>> start

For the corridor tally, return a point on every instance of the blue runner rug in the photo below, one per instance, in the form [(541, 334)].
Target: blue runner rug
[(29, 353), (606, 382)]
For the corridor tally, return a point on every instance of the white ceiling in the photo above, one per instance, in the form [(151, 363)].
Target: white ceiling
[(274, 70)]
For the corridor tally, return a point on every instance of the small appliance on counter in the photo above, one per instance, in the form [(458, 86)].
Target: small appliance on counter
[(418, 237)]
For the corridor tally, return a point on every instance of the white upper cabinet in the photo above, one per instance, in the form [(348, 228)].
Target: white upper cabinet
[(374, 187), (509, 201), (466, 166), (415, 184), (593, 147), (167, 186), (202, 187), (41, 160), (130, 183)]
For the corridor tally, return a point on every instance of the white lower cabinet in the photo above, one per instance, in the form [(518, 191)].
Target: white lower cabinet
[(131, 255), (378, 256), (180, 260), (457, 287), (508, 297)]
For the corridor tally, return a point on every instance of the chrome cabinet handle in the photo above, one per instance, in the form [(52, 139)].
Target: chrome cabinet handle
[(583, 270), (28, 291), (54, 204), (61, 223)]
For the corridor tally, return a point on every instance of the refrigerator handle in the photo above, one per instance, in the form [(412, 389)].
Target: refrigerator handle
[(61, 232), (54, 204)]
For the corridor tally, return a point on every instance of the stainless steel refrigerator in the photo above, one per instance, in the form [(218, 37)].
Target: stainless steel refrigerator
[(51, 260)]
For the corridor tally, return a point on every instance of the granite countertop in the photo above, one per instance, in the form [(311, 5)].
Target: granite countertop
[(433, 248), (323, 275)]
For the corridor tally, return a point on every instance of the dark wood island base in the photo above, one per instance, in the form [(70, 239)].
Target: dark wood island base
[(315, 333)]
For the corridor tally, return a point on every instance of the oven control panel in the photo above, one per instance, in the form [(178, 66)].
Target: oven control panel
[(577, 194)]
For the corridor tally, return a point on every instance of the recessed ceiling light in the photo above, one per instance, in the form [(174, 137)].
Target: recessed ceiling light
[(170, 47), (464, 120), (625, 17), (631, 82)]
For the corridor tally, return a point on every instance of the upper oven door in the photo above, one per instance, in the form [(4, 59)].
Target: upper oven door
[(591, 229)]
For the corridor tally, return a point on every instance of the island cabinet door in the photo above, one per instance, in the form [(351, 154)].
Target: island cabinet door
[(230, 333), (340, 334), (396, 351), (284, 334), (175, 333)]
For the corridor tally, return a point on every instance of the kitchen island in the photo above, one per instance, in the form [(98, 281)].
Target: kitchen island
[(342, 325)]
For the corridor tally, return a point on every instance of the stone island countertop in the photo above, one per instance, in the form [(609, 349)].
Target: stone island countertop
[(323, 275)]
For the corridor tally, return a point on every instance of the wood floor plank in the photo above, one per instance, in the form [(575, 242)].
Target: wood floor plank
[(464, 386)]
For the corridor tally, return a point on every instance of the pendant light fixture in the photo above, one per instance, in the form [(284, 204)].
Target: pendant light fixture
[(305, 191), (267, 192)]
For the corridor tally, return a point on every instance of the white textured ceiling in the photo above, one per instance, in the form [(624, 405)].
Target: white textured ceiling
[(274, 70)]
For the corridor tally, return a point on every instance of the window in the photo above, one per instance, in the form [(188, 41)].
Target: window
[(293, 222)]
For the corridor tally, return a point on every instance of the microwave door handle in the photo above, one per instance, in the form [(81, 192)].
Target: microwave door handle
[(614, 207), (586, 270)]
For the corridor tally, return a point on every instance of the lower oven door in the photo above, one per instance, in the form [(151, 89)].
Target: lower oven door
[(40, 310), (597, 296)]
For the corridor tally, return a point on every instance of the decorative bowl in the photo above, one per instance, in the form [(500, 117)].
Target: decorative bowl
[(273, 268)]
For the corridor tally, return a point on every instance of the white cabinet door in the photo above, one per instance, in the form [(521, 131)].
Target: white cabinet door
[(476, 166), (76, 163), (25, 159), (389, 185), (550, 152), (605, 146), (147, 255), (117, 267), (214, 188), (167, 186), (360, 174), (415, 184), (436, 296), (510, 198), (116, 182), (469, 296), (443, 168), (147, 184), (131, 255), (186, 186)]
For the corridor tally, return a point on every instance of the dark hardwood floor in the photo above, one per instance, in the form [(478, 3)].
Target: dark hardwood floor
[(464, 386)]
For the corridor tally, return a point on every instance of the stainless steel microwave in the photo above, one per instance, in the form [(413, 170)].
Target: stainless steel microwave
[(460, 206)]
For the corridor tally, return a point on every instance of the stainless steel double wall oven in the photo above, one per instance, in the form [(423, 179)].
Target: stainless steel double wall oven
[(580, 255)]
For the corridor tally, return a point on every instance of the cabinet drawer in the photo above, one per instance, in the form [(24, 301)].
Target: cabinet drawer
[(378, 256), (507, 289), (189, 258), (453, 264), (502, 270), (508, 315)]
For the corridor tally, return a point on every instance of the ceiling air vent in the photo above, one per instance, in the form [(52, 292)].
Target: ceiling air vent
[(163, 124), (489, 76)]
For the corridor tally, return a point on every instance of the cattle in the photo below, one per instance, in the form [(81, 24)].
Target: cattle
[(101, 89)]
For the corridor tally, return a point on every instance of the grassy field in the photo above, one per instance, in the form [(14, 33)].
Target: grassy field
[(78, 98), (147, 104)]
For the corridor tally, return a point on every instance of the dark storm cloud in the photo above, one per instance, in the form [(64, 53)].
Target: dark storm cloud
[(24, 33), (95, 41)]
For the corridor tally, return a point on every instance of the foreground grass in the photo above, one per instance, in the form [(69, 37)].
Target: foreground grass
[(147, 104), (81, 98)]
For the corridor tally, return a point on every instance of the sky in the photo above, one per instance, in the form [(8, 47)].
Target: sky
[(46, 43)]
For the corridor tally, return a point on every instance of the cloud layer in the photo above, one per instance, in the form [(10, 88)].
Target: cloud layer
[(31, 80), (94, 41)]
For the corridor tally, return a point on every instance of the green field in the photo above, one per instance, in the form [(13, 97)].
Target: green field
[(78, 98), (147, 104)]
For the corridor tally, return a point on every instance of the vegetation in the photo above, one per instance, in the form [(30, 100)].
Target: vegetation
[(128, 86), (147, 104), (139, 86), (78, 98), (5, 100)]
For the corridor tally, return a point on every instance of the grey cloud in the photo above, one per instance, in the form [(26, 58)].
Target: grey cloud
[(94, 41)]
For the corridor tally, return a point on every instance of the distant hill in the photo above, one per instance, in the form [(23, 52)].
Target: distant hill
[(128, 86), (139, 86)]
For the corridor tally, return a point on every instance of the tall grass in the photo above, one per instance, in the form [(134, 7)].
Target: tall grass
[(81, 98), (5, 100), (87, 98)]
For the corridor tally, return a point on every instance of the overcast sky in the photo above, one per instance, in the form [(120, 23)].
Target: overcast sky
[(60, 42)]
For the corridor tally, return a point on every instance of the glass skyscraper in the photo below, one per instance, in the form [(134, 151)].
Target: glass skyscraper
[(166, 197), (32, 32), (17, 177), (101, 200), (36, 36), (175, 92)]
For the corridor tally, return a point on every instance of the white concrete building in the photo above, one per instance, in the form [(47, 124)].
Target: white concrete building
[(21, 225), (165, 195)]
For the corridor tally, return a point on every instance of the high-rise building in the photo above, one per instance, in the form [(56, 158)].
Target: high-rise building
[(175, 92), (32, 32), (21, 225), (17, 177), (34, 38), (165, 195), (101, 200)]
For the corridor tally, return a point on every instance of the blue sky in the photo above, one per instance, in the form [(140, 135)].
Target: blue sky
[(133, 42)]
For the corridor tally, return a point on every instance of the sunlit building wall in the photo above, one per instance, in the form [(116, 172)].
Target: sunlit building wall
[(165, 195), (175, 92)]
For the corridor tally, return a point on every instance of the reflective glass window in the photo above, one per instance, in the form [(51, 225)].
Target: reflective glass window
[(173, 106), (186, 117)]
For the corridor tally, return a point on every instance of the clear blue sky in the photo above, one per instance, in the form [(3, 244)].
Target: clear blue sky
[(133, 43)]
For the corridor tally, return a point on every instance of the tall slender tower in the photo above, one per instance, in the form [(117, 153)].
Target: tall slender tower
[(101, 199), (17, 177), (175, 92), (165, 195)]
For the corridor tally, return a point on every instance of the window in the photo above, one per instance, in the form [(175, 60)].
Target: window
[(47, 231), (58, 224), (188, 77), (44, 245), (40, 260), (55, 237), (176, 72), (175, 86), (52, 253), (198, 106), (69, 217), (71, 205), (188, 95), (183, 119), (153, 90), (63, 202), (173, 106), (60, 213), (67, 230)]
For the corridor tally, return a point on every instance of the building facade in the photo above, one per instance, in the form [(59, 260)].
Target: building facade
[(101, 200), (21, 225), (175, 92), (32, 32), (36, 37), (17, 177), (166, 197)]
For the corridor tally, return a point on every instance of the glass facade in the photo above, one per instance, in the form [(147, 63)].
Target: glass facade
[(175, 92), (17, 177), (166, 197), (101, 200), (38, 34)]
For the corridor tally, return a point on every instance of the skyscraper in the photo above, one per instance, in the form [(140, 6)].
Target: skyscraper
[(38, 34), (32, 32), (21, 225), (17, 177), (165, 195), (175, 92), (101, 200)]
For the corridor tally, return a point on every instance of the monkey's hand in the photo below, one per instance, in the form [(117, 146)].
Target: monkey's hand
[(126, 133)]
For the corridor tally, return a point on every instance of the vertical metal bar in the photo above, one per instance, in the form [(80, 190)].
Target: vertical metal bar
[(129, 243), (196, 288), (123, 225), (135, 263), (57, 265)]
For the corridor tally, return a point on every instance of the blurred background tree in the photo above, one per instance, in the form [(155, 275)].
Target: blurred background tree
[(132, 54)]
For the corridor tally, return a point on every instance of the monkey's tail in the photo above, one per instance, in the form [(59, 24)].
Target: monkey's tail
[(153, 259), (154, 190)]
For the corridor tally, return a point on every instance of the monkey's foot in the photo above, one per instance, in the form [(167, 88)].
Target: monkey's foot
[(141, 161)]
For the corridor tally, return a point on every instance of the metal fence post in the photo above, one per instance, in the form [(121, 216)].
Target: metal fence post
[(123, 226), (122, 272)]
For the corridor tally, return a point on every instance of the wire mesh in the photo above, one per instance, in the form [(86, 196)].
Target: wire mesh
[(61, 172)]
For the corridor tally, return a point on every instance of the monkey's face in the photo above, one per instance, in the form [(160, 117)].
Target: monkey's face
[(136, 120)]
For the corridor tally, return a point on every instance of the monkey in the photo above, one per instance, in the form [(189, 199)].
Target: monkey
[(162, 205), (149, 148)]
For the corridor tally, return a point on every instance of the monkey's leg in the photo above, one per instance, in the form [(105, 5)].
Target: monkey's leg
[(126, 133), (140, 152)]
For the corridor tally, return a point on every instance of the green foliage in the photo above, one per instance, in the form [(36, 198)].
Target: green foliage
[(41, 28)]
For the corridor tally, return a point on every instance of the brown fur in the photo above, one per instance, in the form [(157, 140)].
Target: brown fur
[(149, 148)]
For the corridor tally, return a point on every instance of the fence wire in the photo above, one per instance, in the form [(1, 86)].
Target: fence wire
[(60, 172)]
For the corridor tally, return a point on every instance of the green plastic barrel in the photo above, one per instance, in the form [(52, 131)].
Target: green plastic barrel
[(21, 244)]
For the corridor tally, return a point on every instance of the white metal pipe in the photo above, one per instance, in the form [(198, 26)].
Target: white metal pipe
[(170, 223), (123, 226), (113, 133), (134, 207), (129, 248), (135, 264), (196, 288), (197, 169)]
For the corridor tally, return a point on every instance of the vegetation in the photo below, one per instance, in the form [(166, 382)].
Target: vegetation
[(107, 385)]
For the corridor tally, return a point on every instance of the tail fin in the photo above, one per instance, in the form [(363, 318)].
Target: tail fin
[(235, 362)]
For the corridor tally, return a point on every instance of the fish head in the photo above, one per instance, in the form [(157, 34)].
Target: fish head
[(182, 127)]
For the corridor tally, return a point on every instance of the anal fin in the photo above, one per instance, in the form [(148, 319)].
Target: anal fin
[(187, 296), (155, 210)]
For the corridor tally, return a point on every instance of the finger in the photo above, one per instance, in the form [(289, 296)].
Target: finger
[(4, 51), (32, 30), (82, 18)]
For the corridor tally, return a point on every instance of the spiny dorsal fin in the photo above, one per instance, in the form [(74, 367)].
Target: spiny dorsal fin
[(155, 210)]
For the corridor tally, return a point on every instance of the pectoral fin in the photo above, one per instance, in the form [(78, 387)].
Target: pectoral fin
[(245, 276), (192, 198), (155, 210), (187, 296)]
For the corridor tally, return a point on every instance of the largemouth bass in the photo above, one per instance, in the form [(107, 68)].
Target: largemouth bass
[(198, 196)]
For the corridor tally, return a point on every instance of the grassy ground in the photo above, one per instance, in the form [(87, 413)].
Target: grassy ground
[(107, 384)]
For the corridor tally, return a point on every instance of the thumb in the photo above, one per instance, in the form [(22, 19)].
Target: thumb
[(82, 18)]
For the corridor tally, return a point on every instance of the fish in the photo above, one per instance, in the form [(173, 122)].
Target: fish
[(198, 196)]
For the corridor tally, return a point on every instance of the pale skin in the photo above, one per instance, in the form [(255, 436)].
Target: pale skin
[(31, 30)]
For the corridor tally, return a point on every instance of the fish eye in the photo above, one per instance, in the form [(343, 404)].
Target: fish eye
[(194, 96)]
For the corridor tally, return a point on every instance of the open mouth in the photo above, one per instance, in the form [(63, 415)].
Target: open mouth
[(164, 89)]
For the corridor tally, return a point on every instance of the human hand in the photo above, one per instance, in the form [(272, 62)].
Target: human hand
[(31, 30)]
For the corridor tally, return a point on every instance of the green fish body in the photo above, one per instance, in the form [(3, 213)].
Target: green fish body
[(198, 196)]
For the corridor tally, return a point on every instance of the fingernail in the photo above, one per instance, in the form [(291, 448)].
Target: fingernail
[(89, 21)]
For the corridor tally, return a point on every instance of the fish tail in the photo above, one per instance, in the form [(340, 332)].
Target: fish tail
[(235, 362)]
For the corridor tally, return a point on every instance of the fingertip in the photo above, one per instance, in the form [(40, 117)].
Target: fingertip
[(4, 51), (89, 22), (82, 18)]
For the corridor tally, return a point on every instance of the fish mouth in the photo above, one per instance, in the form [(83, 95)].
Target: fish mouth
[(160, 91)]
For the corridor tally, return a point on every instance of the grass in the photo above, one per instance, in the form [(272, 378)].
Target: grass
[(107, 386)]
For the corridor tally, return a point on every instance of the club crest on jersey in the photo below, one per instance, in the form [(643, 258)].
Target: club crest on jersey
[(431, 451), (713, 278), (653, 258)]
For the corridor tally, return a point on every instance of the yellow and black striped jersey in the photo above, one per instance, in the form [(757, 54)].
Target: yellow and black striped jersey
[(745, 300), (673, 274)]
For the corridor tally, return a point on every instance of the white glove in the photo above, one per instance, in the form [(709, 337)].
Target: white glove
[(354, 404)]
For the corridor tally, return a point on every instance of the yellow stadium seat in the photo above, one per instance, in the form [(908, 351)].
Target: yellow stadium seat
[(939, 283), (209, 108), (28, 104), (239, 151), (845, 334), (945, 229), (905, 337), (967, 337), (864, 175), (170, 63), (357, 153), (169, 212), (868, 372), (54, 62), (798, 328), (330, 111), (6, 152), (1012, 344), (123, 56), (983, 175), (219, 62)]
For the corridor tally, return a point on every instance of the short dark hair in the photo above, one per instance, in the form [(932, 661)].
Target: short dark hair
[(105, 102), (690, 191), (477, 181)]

>> end

_What to work on_.
Copy out word for word every line from the start of the entries through the line that contains "[(29, 353), (606, 382)]", both ends included.

_Solution to the exercise_.
For the corridor tally, return a point on every instance of the blue runner rug in the photo below, one per instance, in the form [(541, 334)].
Target: blue runner rug
[(29, 353), (606, 382)]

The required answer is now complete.